> _WORK TO COMPLETE_:
a – The success stories text below lists several kinds of waste for Boeing's 1995 operations. Name all of them.
b – Pick up the success stories text after its last line, the one about Green Bay Packaging, and keep writing it.

> _EXCERPT TO READ_:

EXAMPLES of SUCCESS STORIES

Boeing Example

·         In 1995, Boeing redesigned their infrastructure to move waste.  There were 3.6 billion pounds of waste (scrap, wood, air emissions, wastewater, paper, garbage) while there were 61 million pounds (206 in units) of airplanes.  The waste to product ratio was 65:1, and the waste was not necessary to delivering the product.

·         In 2006, the infrastructure was eliminated, resulting in a lean and green organization.  The waste to product ratio became minimal and light energy was cut 90%.

·         The environment benefitted from the move to lean manufacturing.

·         It turns out that environmental waste = economic waste.  They are both green, both good for the bottom line, and eW=Ew.

ING Headquarters Building Case

·         “When 1% of a building’s up front cost is spent, 70% of its lifecycle costs are committed.”  -Joseph Romm

·         538,000 square foot bank in the Netherlands – all plants are fed with roof rainwater, every office has natural air and light, HVAC is passive, within 5km of employee’s homes, minimal parking, 92% less energy than comparable buildings >> absenteeism dropped 15%.

Trees

·         Paper = 2% of the world trade, 2.5% of industrial production, is a $132B industry in the U.S., 10% are filed and the remainder are discarded or recycled.

·         Closing the loop:

o   NYC recovered 50,000 wooden pallets/year and saved $500k/disposal.

o   Germany: reusable pallets, barcodes, and cooperage.

o   Paper recycling fiber: U.S. 47%, Holland 96%, Japan 52%.

o   Process: Wisconsin ban paper to landfill > Green Bay Packaging designed a zero discharge paper mill and became the lowest cost producer because they were doing in-house recycling and located their factory away from the river (GB Packaging created an economic advantage after the policy was put in place).

> _RECORDS PROVIDED_:
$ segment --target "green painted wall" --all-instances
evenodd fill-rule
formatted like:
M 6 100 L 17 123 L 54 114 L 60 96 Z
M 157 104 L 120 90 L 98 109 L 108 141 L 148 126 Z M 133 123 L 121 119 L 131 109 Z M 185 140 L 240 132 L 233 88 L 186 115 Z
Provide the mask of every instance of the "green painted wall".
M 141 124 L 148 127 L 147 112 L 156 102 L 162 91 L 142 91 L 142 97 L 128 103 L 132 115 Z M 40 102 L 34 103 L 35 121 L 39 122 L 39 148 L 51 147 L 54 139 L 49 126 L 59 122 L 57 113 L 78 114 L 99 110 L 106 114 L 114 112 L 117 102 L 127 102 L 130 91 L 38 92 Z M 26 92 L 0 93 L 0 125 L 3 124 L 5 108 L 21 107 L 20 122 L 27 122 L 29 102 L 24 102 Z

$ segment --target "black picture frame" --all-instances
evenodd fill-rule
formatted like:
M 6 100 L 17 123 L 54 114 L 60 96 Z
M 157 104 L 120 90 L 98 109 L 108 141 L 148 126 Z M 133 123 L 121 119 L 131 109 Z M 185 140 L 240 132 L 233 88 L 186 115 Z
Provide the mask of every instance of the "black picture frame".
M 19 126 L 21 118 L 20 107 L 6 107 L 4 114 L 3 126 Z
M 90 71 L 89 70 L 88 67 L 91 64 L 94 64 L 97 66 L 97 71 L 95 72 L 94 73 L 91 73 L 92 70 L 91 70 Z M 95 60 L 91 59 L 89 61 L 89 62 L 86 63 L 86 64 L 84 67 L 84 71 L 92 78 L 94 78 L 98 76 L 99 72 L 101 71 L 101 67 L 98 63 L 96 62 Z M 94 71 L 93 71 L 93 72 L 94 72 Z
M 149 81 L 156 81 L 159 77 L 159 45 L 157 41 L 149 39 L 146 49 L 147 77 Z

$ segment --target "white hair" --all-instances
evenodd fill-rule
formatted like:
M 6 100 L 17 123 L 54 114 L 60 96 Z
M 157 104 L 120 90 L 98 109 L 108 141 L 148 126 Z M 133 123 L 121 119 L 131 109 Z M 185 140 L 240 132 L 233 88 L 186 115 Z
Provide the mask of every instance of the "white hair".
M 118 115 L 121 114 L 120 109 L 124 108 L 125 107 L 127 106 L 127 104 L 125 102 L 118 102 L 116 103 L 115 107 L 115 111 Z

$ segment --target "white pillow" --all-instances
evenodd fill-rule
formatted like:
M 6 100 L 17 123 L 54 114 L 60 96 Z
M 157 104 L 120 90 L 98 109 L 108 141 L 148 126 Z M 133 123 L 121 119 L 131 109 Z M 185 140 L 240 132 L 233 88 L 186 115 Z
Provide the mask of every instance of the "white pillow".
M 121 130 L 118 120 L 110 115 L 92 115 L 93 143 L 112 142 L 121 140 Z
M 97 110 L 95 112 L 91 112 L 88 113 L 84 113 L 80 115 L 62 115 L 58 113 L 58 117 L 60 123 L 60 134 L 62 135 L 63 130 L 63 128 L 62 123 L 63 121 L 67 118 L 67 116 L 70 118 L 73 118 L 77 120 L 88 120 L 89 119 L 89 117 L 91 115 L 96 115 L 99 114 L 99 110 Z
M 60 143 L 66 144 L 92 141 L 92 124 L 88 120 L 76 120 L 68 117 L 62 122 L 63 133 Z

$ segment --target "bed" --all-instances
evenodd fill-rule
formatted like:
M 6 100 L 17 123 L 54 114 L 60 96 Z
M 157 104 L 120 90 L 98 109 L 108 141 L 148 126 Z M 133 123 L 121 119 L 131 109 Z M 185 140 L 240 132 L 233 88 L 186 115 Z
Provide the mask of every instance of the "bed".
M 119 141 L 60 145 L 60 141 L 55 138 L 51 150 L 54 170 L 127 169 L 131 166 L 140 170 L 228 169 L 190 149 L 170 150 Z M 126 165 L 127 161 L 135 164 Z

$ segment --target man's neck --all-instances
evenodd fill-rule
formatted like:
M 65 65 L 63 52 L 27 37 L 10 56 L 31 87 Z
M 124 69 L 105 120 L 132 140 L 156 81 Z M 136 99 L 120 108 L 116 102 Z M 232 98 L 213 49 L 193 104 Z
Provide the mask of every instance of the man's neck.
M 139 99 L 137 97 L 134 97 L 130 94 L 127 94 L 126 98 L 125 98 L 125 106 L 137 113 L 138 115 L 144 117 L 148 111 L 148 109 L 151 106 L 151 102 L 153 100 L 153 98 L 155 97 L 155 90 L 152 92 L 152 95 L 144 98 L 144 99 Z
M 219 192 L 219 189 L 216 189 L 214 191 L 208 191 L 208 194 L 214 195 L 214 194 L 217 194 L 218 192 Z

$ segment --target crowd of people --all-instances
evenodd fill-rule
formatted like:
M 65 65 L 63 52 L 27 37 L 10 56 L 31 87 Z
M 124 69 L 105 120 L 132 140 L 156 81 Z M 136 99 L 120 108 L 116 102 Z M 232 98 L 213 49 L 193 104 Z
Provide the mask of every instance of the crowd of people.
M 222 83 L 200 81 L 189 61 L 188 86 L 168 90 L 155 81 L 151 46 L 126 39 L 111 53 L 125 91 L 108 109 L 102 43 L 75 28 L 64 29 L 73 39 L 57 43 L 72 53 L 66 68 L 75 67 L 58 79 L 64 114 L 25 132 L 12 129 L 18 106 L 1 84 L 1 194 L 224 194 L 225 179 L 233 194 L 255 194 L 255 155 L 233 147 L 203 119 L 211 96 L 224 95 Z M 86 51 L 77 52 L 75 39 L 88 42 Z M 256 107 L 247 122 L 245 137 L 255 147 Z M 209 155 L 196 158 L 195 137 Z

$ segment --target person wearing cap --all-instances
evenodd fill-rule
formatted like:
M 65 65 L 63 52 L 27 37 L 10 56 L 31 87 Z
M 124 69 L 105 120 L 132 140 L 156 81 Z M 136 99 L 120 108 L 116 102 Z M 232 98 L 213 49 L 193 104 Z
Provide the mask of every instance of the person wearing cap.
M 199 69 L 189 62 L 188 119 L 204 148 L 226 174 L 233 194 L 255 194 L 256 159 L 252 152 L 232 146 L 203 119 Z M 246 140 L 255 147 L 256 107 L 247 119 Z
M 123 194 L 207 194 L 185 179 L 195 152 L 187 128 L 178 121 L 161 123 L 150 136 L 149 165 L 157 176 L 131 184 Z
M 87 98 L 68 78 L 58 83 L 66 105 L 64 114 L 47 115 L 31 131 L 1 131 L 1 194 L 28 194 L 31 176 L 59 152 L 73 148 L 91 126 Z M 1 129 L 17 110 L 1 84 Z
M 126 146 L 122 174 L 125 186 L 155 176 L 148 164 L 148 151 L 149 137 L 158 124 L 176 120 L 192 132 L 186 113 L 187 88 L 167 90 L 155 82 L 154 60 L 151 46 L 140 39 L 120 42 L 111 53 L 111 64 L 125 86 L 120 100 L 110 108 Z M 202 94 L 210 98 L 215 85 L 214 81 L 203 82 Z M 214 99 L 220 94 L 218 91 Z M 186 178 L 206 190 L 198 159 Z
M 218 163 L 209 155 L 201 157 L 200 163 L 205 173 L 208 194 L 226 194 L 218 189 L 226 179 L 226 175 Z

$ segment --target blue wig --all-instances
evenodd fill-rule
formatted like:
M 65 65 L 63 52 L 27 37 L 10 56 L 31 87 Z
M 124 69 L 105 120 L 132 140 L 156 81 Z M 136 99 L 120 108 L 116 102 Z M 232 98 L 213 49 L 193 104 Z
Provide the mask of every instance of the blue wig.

> _ANSWERS TO THE TASKS_:
a – scrap, wood, air emissions, wastewater, paper, garbage

b –
o   Hemp and grasses have higher fiber content than wood.

Energy

·         97 quadrillion BTU’s flowed through the U.S. in 2002 and we are heading for a 50% increase.

·         There are many system losses:

o   Power Plant losses up to 70%; Transmission and distribution losses up to 9%; Motor, drivetrain and pump losses up to 37%; Pipe and throttle losses up to 53%.

o   A typical 100-unit input pumping system equals 9.5 units output.

·         Solutions include irrigation…

Denmark Wind

·         Denmark has 3,115 MW wind power serving 5 M people

·         The government promotes wind turbine cooperatives (members/owners live within a certain distance of the site and manage the turbine).

Agriculture

·         Agriculture methods have a lot of wastes and inefficiencies (20% of products are unusable before end consumer, distribution over long distances).

·         Hothouses are replacing once a season/stocked harvests.  Farmers markets and co-ops flatten the supply chain.  Solar dryers save energy and reduce bugs.  Crop waste to ethanol for oil substitute.